### Check your understanding
A: Please answer these questions from the TPP passage, one per line:
(i) About how many Pennsylvanians have jobs in the life science and pharmaceutical sector?
(ii) What is Pennsylvania's largest agricultural product, and about how many such farms are in the commonwealth?
(iii) Which foreign market does the TPP passage single out as one the deal failed to open meaningfully?
B: Carry on writing the TPP passage from its final sentence.

### Passage provided

About 46,000 Pennsylvanians have jobs in the life science and pharmaceutical sector, making it one of our state’s largest industries. TPP will make it too easy for other countries to steal innovations that we create in Pennsylvania and take the jobs tied to those innovations.Leaving aside the debate about whether support for "free trade" is necessarily a bedrock conservative principle, it's worth noting that Toomey is still defending the overall idea of "free trade" while arguing that TPP does not live up to those ideals. Toomey's op-ed thus represents one way that even defenders of "free trade" can make some concessions to "free trade"-skeptics in the electorate.
Pennsylvania’s largest agricultural product is dairy, with about 7,000 dairy farms in the commonwealth. This sector depends heavily on exports, which means it’s critically important that trade agreements open foreign markets to our goods. Unfortunately, TPP has failed to do this meaningfully, particularly with respect to the protectionist Canadian market.
I have brought these and other problems to the attention of the Obama trade negotiators, but regrettably, they have failed to address them. As it now stands, TPP is not a good deal for Pennsylvania. I cannot support it.

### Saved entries
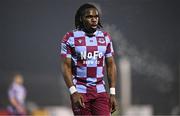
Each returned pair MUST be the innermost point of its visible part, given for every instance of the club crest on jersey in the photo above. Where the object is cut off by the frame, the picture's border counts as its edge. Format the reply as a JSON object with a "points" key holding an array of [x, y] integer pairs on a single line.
{"points": [[101, 40]]}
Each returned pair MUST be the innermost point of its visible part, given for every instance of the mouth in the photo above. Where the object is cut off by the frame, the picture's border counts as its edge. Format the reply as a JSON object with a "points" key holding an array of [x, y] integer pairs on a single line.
{"points": [[94, 26]]}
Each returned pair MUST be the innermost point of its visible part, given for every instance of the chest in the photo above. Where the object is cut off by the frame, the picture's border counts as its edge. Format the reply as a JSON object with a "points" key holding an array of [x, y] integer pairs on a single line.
{"points": [[90, 45]]}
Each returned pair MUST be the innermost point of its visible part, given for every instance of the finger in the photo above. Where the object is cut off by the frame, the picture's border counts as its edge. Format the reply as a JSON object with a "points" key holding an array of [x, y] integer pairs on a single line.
{"points": [[113, 107], [82, 101]]}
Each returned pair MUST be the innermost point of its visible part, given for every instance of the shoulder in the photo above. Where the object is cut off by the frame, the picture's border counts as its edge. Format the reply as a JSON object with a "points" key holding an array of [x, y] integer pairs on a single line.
{"points": [[102, 33]]}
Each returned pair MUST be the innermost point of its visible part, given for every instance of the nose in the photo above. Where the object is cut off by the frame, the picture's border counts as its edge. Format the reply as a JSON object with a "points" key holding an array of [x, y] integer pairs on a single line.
{"points": [[94, 19]]}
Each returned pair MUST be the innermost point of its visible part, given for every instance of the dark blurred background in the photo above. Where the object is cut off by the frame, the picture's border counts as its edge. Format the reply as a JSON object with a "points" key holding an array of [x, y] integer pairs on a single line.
{"points": [[147, 30]]}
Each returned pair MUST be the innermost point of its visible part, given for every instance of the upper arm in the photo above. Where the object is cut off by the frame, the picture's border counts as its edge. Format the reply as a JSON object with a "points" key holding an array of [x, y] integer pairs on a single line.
{"points": [[110, 61]]}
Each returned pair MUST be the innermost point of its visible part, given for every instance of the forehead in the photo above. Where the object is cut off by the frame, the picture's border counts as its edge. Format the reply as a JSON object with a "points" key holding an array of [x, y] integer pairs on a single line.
{"points": [[91, 11]]}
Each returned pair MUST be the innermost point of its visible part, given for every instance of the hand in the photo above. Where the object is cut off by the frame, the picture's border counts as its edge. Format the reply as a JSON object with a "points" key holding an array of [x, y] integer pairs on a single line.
{"points": [[113, 103], [20, 109], [78, 100]]}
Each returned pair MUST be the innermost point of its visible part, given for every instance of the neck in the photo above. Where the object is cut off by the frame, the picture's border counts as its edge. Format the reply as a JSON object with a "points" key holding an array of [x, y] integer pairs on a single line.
{"points": [[89, 32]]}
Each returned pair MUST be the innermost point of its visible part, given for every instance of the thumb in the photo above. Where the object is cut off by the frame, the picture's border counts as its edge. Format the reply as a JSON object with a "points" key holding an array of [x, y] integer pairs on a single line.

### Outputs by task
A:
(i) About 46,000
(ii) Dairy, with about 7,000 dairy farms
(iii) The protectionist Canadian market

B:
A good trade deal can open up new markets across the globe and help turn around our weak economy. We must not abandon trade. Politicians in both parties who demagogue trade do a disservice to our people, playing on their economic fears, instead of promoting their economic well-being. But we should not pass a flawed deal just to get a deal done. We should dump the TPP and return to the negotiating table to get an agreement that would create jobs and economic growth here at home.
Toomey's shift has some interesting implications for the Pennsylvania Senate race as a whole. Katie McGinty has opposed TPP and other trade deals in a very strident way--and had slammed Toomey for his prior openness to TPP. Toomey's opposition to TPP weakens those attacks.
Recent moves by President Obama to defend TPP further complicate the electoral dynamic. Politico recently reported that the administration is stepping up its pro-TPP efforts:
Administration officials including Treasury Secretary Jack Lew and Agriculture Undersecretary Alexis Taylor are touting the deal across the country in meetings with business and agricultural leaders in a bid to generate positive local headlines. Lew met with Fortune 500 executives in Minneapolis earlier this month, while Taylor will promote the deal in Cedar Rapids, Iowa, at the National Corn Growers Association grass-roots leaders’ summit.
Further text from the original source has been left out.